* EXERCISE GOAL *
In every record below, change "shelf-audit tool" to "inventory tool" and reproduce the lines with no other edits. Leave out the pictures.

* DATA IN THIS EXERCISE *
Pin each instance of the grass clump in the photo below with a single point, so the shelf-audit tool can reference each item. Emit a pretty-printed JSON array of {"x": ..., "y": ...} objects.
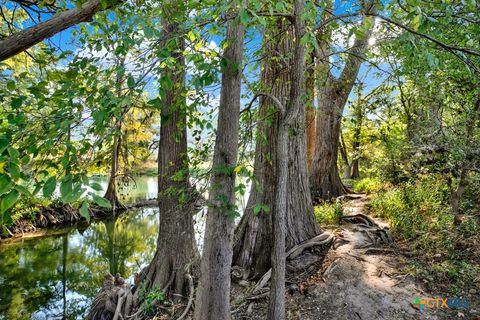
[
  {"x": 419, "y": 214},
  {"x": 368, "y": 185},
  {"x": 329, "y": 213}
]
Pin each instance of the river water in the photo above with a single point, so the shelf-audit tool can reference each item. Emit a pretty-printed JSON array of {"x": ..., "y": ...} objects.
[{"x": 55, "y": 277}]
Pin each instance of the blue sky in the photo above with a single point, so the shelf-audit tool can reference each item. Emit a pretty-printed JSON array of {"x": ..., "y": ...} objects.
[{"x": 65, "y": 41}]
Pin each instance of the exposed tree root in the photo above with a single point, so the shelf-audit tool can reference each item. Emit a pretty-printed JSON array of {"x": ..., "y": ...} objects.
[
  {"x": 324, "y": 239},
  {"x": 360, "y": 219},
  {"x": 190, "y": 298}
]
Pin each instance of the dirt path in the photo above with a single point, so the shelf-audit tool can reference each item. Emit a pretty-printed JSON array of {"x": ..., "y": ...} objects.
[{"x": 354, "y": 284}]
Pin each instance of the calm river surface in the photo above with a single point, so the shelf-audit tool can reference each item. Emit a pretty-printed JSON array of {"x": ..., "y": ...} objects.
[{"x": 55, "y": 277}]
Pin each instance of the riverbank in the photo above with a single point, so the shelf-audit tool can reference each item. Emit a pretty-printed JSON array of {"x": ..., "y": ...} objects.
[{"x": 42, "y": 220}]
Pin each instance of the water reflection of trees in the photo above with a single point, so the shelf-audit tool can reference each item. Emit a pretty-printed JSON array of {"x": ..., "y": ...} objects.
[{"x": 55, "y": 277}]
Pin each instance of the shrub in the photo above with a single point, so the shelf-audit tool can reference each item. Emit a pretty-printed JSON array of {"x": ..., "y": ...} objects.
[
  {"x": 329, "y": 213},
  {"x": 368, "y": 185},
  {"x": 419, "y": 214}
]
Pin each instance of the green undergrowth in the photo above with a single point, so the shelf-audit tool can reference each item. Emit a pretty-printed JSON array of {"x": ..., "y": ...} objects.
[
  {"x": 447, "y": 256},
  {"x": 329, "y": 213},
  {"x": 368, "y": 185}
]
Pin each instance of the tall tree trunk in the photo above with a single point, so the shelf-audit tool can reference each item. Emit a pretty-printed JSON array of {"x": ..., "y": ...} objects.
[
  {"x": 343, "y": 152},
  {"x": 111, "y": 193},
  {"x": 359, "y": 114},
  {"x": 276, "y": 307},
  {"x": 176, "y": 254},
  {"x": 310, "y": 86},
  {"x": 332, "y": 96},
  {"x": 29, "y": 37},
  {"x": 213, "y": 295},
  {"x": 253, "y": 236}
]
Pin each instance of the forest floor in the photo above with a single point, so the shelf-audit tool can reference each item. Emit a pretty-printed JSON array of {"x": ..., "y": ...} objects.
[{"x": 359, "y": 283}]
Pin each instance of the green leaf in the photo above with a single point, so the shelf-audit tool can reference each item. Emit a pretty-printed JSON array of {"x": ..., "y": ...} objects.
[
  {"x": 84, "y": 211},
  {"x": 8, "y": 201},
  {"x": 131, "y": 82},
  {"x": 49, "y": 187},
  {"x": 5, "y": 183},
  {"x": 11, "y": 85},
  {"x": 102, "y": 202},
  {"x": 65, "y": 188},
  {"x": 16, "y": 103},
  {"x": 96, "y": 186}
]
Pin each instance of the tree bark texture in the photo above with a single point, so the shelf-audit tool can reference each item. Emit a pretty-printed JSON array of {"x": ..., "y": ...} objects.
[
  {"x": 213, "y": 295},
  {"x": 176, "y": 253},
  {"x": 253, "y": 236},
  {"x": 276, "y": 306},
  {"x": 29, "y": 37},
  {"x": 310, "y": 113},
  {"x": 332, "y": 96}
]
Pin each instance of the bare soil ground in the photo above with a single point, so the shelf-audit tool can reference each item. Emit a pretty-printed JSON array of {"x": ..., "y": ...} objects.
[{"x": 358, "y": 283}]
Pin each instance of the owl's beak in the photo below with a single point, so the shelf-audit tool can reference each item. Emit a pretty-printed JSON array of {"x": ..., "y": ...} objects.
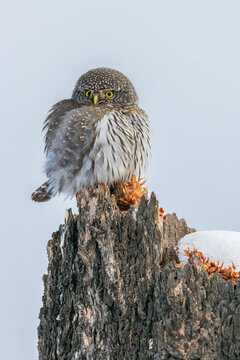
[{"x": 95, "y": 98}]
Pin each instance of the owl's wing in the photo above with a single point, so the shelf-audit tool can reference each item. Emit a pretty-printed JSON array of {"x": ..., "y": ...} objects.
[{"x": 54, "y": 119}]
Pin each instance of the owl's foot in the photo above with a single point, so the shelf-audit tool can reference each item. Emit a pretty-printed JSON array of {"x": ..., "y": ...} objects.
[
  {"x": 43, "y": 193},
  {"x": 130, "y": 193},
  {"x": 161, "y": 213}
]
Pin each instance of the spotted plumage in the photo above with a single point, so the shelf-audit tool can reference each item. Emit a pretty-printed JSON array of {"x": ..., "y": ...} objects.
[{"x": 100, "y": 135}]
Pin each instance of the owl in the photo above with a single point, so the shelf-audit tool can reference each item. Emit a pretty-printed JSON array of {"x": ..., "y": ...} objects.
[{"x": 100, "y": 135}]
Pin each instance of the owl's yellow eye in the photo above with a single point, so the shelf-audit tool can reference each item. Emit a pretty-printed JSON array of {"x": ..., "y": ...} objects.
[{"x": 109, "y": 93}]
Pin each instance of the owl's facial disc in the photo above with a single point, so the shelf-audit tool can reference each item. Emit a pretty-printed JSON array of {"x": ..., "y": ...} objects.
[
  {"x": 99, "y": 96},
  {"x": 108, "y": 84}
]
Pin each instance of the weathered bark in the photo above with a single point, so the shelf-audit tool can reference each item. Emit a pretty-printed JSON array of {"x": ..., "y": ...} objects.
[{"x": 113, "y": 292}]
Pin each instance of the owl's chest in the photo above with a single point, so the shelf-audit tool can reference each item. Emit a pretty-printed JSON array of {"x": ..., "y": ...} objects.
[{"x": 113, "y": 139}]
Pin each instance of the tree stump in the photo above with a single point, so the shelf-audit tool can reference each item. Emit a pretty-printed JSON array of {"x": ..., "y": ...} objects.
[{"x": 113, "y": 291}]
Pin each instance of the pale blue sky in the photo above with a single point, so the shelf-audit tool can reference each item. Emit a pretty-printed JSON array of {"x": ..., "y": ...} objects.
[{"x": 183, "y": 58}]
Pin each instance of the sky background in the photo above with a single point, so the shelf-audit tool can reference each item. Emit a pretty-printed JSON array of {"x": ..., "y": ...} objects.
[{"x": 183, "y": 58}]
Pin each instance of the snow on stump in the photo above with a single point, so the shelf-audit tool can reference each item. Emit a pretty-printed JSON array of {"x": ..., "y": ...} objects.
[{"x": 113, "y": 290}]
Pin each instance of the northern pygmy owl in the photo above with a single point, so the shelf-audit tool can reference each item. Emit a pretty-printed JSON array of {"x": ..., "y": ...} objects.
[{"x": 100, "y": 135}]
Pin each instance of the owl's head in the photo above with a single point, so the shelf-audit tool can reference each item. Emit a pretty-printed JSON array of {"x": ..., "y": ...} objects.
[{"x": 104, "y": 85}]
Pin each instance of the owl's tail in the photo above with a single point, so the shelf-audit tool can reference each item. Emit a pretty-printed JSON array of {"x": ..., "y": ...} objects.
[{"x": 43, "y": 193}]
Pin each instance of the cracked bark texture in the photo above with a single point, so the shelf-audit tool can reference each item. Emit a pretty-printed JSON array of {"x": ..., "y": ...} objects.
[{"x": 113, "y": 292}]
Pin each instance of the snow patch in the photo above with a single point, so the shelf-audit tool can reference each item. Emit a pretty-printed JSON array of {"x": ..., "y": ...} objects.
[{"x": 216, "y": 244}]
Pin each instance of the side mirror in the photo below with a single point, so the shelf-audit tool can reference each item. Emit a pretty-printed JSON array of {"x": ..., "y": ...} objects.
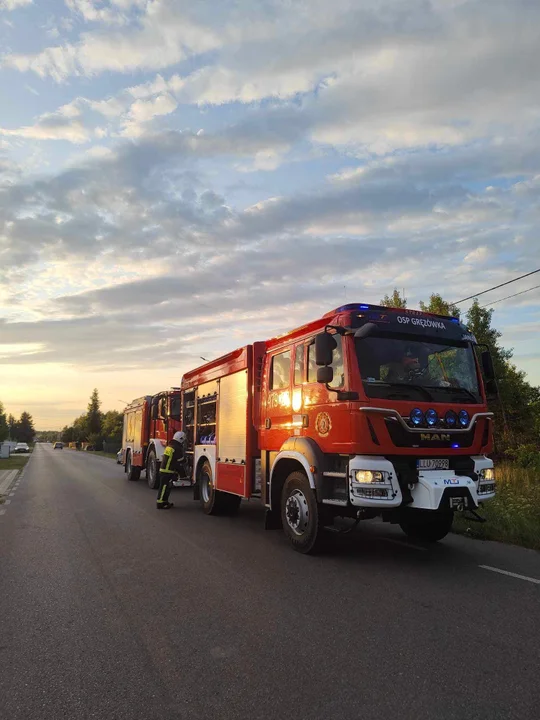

* FINAL RESULT *
Pin each instance of the grass clump in the photo below with a single point, so the inventory tool can reference each item. Emit a pretty-printed JSON array of {"x": ..., "y": ...} objects.
[
  {"x": 419, "y": 214},
  {"x": 368, "y": 185},
  {"x": 329, "y": 213}
]
Pin each instance of the river water in the photo above with a single point, so the inventory tool can reference each item. Emit a pretty-printed JSON array of {"x": ..., "y": ...} objects.
[{"x": 55, "y": 277}]
Pin each instance of the blue sky in the photo above with a single point, so the inventory tool can reference each item. Emit a pretty-printed JSON array of {"x": ..., "y": ...} objects.
[{"x": 65, "y": 41}]
Pin each instance of the exposed tree root in the photo above with a single point, so the inventory tool can reference each item. Emit a pretty-printed JSON array of {"x": ..., "y": ...} objects.
[
  {"x": 324, "y": 239},
  {"x": 360, "y": 219},
  {"x": 190, "y": 298}
]
Pin each instance of the dirt path in the photo above with a single point, so the inventory tool can reference each item. Emit a pretty-printed JSON array of {"x": ..., "y": ...} objects.
[{"x": 354, "y": 284}]
Pin each instance of the calm river surface in the photo above with a single point, so the inventory tool can reference each item. Emit a pretty-printed JSON array of {"x": ..., "y": ...} objects.
[{"x": 55, "y": 277}]
Pin each instance of the riverbank in the photo above with a single point, so the inventory tool can reference each item. Emit a pretty-printed JSON array of {"x": ..., "y": ...} objects.
[{"x": 42, "y": 220}]
Pin each instance of the water reflection of trees in the photo above with a single point, so the inventory tool can reference each item. Emit a pretty-printed JSON array of {"x": ..., "y": ...} objects.
[{"x": 55, "y": 277}]
Pin each instance of the shrub in the photo above with a single point, so the inventory tool can reference each item. Emit a pretty-printed JSON array of {"x": ..., "y": ...} objects.
[
  {"x": 329, "y": 213},
  {"x": 368, "y": 185},
  {"x": 419, "y": 214}
]
Pin each instance of the green undergrowth in the photo above with a single point, so the inventory tool can reference each item. Emit a pretty-printed JSON array of {"x": ..., "y": ...} objects.
[
  {"x": 447, "y": 256},
  {"x": 329, "y": 213},
  {"x": 368, "y": 185}
]
Pin each instance of the tall tree trunk in the photo above with a single point, so the inventory tool can reference each item. Emit a pretty-printed JSON array of {"x": ..., "y": ...} objects.
[
  {"x": 343, "y": 152},
  {"x": 111, "y": 193},
  {"x": 359, "y": 114},
  {"x": 276, "y": 307},
  {"x": 176, "y": 254},
  {"x": 310, "y": 86},
  {"x": 332, "y": 96},
  {"x": 29, "y": 37},
  {"x": 213, "y": 295},
  {"x": 253, "y": 236}
]
Pin each instance of the forest floor in the photo above with a single point, so the inventory tool can reference each item. Emit a pretty-printed JSON array of {"x": ..., "y": ...} objects.
[{"x": 359, "y": 283}]
Pin each instance of the green leaf in the photo above with a single point, so the inventory tool can reference each item. Emit a pretty-printed JSON array of {"x": ..., "y": ...} objects.
[
  {"x": 84, "y": 211},
  {"x": 8, "y": 201},
  {"x": 131, "y": 82},
  {"x": 49, "y": 187},
  {"x": 5, "y": 183},
  {"x": 11, "y": 85},
  {"x": 102, "y": 202},
  {"x": 65, "y": 188},
  {"x": 16, "y": 103},
  {"x": 96, "y": 186}
]
Pin each instance of the tree bark texture in the photo above with a single point, so the inventory tool can reference each item. Emit a pretty-printed JSON array of {"x": ..., "y": ...} objects.
[
  {"x": 213, "y": 295},
  {"x": 176, "y": 253},
  {"x": 253, "y": 236},
  {"x": 276, "y": 306},
  {"x": 29, "y": 37},
  {"x": 310, "y": 113},
  {"x": 332, "y": 96}
]
Pin each instance of the bare soil ground in the photo above with a single point, so the inventory tool can reference each item. Emit a pretty-printed JSON array of {"x": ..., "y": ...} objects.
[{"x": 358, "y": 283}]
Pin each instance of the owl's beak in the photo below with a single point, so the inventory tool can reference each item. Emit a pretty-printed JSON array of {"x": ..., "y": ...} objects.
[{"x": 95, "y": 98}]
Pin each instance of the owl's wing in the photo above with a single point, so the inventory tool can reference each item. Emit a pretty-printed JSON array of {"x": ..., "y": ...} objects.
[{"x": 54, "y": 119}]
Pin each instance of the owl's foot in the photo above with a single point, so the inventory tool can reference each item. Emit a pretty-printed JSON array of {"x": ..., "y": ...} objects.
[
  {"x": 43, "y": 193},
  {"x": 130, "y": 193},
  {"x": 161, "y": 213}
]
Pin each instance of the spotted plumage in the photo above with a single point, so the inventory tool can reference each item. Emit a pretty-printed JSON array of {"x": ..., "y": ...} objects.
[{"x": 100, "y": 135}]
Pin each instance of the owl in the photo above with a single point, so the inventory tool can reference each item. Emit a pretty-printed JSON array of {"x": ..., "y": ...} objects.
[{"x": 100, "y": 135}]
Pin each instance of the owl's yellow eye in the photo above with a single point, so the inventory tool can reference each item. Emit a pretty-printed JSON array of {"x": ..., "y": ...} objects.
[{"x": 109, "y": 93}]
Pin each instance of the owl's facial disc in the photo above with a single point, so the inventory tool can reference each item. Emit a pretty-printed JSON array of {"x": ..., "y": ...} objects.
[
  {"x": 99, "y": 96},
  {"x": 108, "y": 84}
]
Pin each instance of the weathered bark in the photo above with a single point, so the inventory tool can reference each item. Emit a pretty-printed JSON array of {"x": ..., "y": ...} objects.
[{"x": 113, "y": 292}]
Pin each instance of the owl's chest in the photo above with a single point, so the inventory tool can reference each item. Emit a pretty-printed JSON array of {"x": ..., "y": ...} objects.
[{"x": 113, "y": 139}]
Pin each instance of the tree stump in the photo above with a single point, so the inventory tool can reference each item. Emit a pretty-printed JSON array of {"x": ..., "y": ...} objects.
[{"x": 113, "y": 291}]
Pin each instance of the pale blue sky in the photo above with a single point, so the inventory tool can reference each item. Emit a pretty-printed JSON array of {"x": ..., "y": ...} objects.
[{"x": 183, "y": 58}]
Pin each instance of the sky background in the photo above with a single point, so the inventory tool can reference each item. Emit a pretty-printed JSON array of {"x": ..., "y": ...} objects.
[{"x": 183, "y": 58}]
Pin each instance of the snow on stump in the photo above with a single point, so the inventory tool can reference each item. Emit a pretty-printed JSON array of {"x": ..., "y": ...} objects.
[{"x": 113, "y": 290}]
Pin each instance of the northern pygmy owl in the photo above with a single point, so the inventory tool can reference each item. Emit a pretty-printed JSON array of {"x": ..., "y": ...} objects.
[{"x": 100, "y": 135}]
Pin each instance of the owl's head in the photo above with a single point, so the inventory tool can reference each item. Emit a pretty-printed JSON array of {"x": ..., "y": ...} objects.
[{"x": 104, "y": 85}]
Pin each instance of the owl's tail in the photo above with a single point, so the inventory tool can reference each item. Emit a pretty-printed JSON array of {"x": ..., "y": ...} objects.
[{"x": 43, "y": 193}]
Pin each instance of the cracked bark texture in the photo above with a single point, so the inventory tool can reference each item. Emit a pretty-printed JSON array of {"x": ..., "y": ...} objects.
[{"x": 113, "y": 292}]
Pin each instance of the snow patch in the photo above with a single point, so the inventory tool can reference each item. Emit a pretty-printed JSON array of {"x": ..., "y": ...} objects.
[{"x": 216, "y": 244}]
Pin each instance of the side mirror in the photo below with a single point, so the inventory tool can reference each item. Emit a pretty-printed JSON array of {"x": ..., "y": ...} objects.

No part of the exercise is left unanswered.